Turn all the records below into a numbered list with one item per line, skipping any blank lines and leaving out the pictures.

> **SUPPLIED RECORDS**:
· · ·

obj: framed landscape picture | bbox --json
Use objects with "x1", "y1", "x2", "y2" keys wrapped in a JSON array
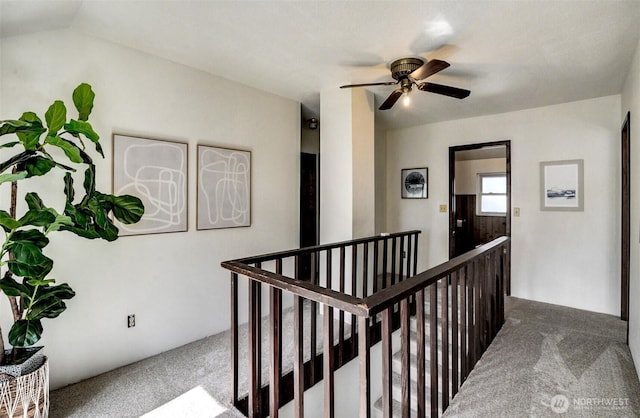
[
  {"x1": 400, "y1": 168, "x2": 429, "y2": 199},
  {"x1": 197, "y1": 145, "x2": 251, "y2": 230},
  {"x1": 113, "y1": 134, "x2": 187, "y2": 235},
  {"x1": 540, "y1": 160, "x2": 584, "y2": 211}
]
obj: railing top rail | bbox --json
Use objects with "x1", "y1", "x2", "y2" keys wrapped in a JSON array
[
  {"x1": 363, "y1": 236, "x2": 510, "y2": 316},
  {"x1": 224, "y1": 230, "x2": 422, "y2": 264},
  {"x1": 221, "y1": 231, "x2": 510, "y2": 317},
  {"x1": 222, "y1": 261, "x2": 367, "y2": 316}
]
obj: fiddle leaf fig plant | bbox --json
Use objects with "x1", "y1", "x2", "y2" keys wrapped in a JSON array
[{"x1": 0, "y1": 83, "x2": 144, "y2": 356}]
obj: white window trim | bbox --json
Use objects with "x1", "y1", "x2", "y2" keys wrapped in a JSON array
[{"x1": 476, "y1": 172, "x2": 507, "y2": 216}]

· · ·

> **COMPLETE OUTPUT**:
1. obj: framed landscape picture | bbox --json
2. Use objects with "x1", "y1", "x2", "y2" keys wrapped in a JSON array
3. [
4.   {"x1": 400, "y1": 168, "x2": 429, "y2": 199},
5.   {"x1": 197, "y1": 145, "x2": 251, "y2": 230},
6.   {"x1": 113, "y1": 134, "x2": 187, "y2": 235},
7.   {"x1": 540, "y1": 160, "x2": 584, "y2": 211}
8. ]
9. obj: railing top rail | bbox --json
10. Use objects with "x1", "y1", "x2", "y2" keys wrapped in a JSON array
11. [
12.   {"x1": 363, "y1": 236, "x2": 510, "y2": 316},
13.   {"x1": 224, "y1": 230, "x2": 422, "y2": 264},
14.   {"x1": 221, "y1": 231, "x2": 510, "y2": 317},
15.   {"x1": 222, "y1": 261, "x2": 367, "y2": 316}
16. ]
17. obj: fiddle leaf fig plant | bbox --json
18. Use objects with "x1", "y1", "x2", "y2" keys wrapped in a JSON array
19. [{"x1": 0, "y1": 83, "x2": 144, "y2": 356}]
20. obj: white window trim | bbox --json
21. Use objects with "x1", "y1", "x2", "y2" keys wrapped in a JSON array
22. [{"x1": 476, "y1": 172, "x2": 507, "y2": 216}]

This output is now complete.